* _QUOTED TEXT_

NEWS TICKER
REVIEW: The Importance Of Being Earnest, Vaudeville Theatre ✭✭✭
Published on
July 2, 2015
By
stephencollins
The Importance Of Being Earnest
Vaudeville Theatre
Penelope Wilton. Eileen Atkins. Maureen Lipman. Lindsay Duncan. Fiona Shaw. Frances Barber. Samantha Bond. Anna Chancellor. Deborah Findlay. Hermione Norris. Emma Fielding. Helen Mirren. Jane Asher. Joanna Lumley. Juliet Stevenson. Emma Thompson. Harriet Walter. Kim Cattrall. Amanda Donohoe. Alex Kingston. Barbara Flynn.
Without really thinking too hard, it is quite easy to produce a list of formidable and very talented actresses, any of whom one would pay good money to see play Lady Bracknell, perhaps Oscar Wilde's most enduring character, in the West End. Dames Dench, Smith and Keith have all played the role in the West End, and so too, sort of, did Siân Phillips: see our review of that production here. There are not that many fabulous parts for woman of a certain age, but Lady Bracknell is one of them. There will be many other worthy, wondrous actresses, not listed above, who also could play the role with great distinction.

* _RECORDED DATA_

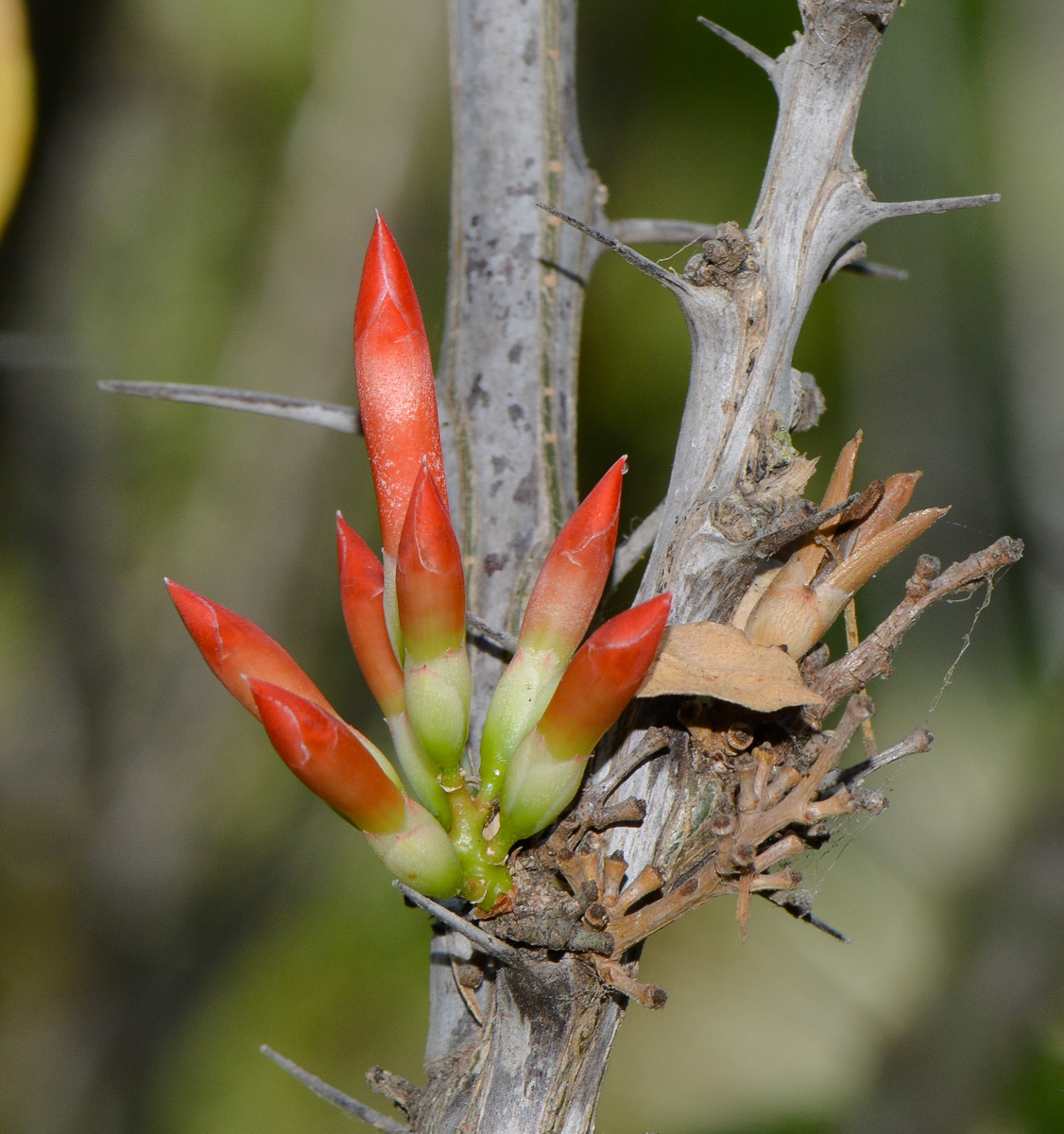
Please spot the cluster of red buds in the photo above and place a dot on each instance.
(442, 828)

* _WHAT IS NEEDED_
Write out the passage of the theater review above, starting with "NEWS TICKER" and going on through "Kingston. Barbara Flynn.".

* _TASK RESPONSE_
NEWS TICKER
REVIEW: The Importance Of Being Earnest, Vaudeville Theatre ✭✭✭
Published on
July 2, 2015
By
stephencollins
The Importance Of Being Earnest
Vaudeville Theatre
Penelope Wilton. Eileen Atkins. Maureen Lipman. Lindsay Duncan. Fiona Shaw. Frances Barber. Samantha Bond. Anna Chancellor. Deborah Findlay. Hermione Norris. Emma Fielding. Helen Mirren. Jane Asher. Joanna Lumley. Juliet Stevenson. Emma Thompson. Harriet Walter. Kim Cattrall. Amanda Donohoe. Alex Kingston. Barbara Flynn.